The Alhambra served to protect the city from an imminent Christian advance and to accommodate the Nāṣrid royal family. It was a formidable fortress with all the luxuries of a palace. However, the predominant characteristic that distinguishes the palace is its spiritual dimension. The ubiquitous presence of water, lush gardens, and absence of human representation suggest something beyond the perceptible: an inner dimensional aspect designed with sacred purpose. One ceiling is ornamented in a pattern of interconnected arabesques of eight-and sixteen-pointed stars imitating the heavens. Andalusia’s celebrated azulejo tiles and geometrical shapes adorn its walls in a seamless design of unity without apparent origin or end, symbolizing God’s absolute unity(tawḥīd) and infinitude. The power of its beauty enlivens the heart and elevates it to the remembrance of God. It is no wonder then that the Alhambra is Spain’s most frequented tourist attraction, drawing visitors from all over the world.
To feel the full experience of living in this former Islamic city, my wife and I lived in the Albaicín district. Our home was situated under the Alhambra with a view of it from our doorstep. Today the Albaícin is known for its red-tile roofs, whitewashed walls, and narrow walkways. Under Muslim rule, the neighborhood itself was home to some thirty mosques. However, after the Nāṣrid rulers surrendered the kingdom, every masjid was appropriated and converted to a church. Almost all of the structures stand today, so that one gets an idea of how the original mosques may have appeared. Just down the road from my home (then) stands what is called the Mezquita de los Conversos—it is currently being renovated by the government. Amazingly, there is one part of the former mosque(now church) that remains from its original design and that is its minaret. Everyday I would pass by this former mosque, and I would never fail to be conscious of its former function as a sacred space where the five daily prayers were performed and the name of God was mentioned. I would wonder to myself, “Who was the imām of this mosque? What sciences were taught there? Tafsīr of the Qurʾān? Or perhaps the Muwaṭṭaʾ of Mālik or the Iḥya of al-Ghazālī?” It burned me to know.
As noted above, a unique aspect of Granada is the many preserved Islamic structures. Just around the corner from where I lived—a two-minute walk—is the famous Escuela de Estudios Árabes, a research center dedicated to the study of Spain’s Islamic legacy. It is housed in a building that used to belong to members of the Nāṣrid dynasty. Itwas there in that former palace that I would read and study. Much of my time was spent in the library photocopying as many articles and books that I came across, which I was able to bring back with me to California.
There are two mosques in the Albaicín district. At the top of the hill is the Gran Mezquita, beautifully designed in the Andalusian architectural style and has the best view of the Alhambra in the entire city. Except for the sunrise prayer, the call to prayer is given in the traditional manner of voice (unaided by loudspeaker). Everyday the muezzin or prayer-caller walks up the stairs in the minaret (tower) to make the call to prayer, which can be heard at the bottom of the hill. At the bottom of the hill is Masjid al-Taqwa, one of the oldest mosques, if not the first, in Granada since Islam was permitted by law to be legally practiced in Spain—Islam was banned in the sixteenth century and had remained so until recently. Masjid al-Taqwa has two imāms, Shaykh Ḥāmid and Shaykh ʿAbd al-Raḥmān. It’s not an exaggeration when I say that the presence of these two scholars made my experience truly meaningful. The most beneficial part of my experience in Granada was studying a text of jurisprudence with Shaykh ʿAbd al-Raḥmān. Everything that I had studied thus far about al-Andalus was about the past. Twas gone. But here was a man rooted in that past but living in every sense of the word. Apart from learning the basic rules of the dīn from him, it was a blessing to be in his company. In shā Allah, I will return to Granada and continue my studies with him and to benefit from his presence.

** Given information **

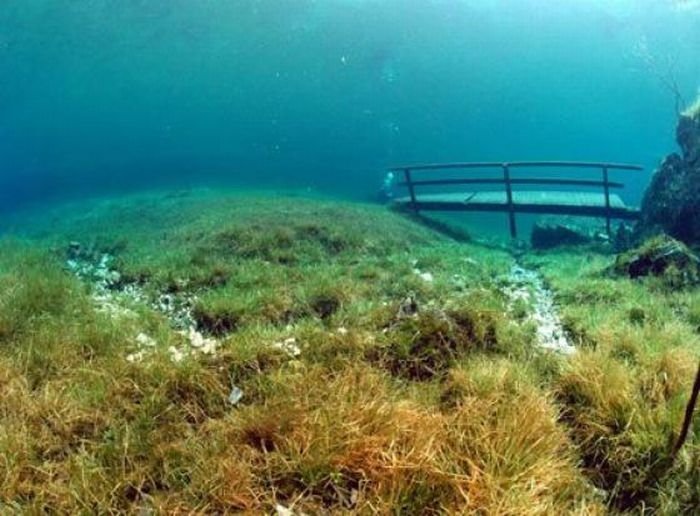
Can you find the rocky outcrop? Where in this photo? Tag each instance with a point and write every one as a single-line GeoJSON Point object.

** Set problem **
According to the Granada excerpt, why was studying with Shaykh ʿAbd al-Raḥmān the most beneficial part of the writer's time there? Answer in one to three sentences.

** Task output **
Everything the writer had studied about al-Andalus until then concerned a past that was gone. Shaykh ʿAbd al-Raḥmān was rooted in that past yet living in every sense of the word. Beyond teaching the basic rules of the dīn, his company was itself a blessing.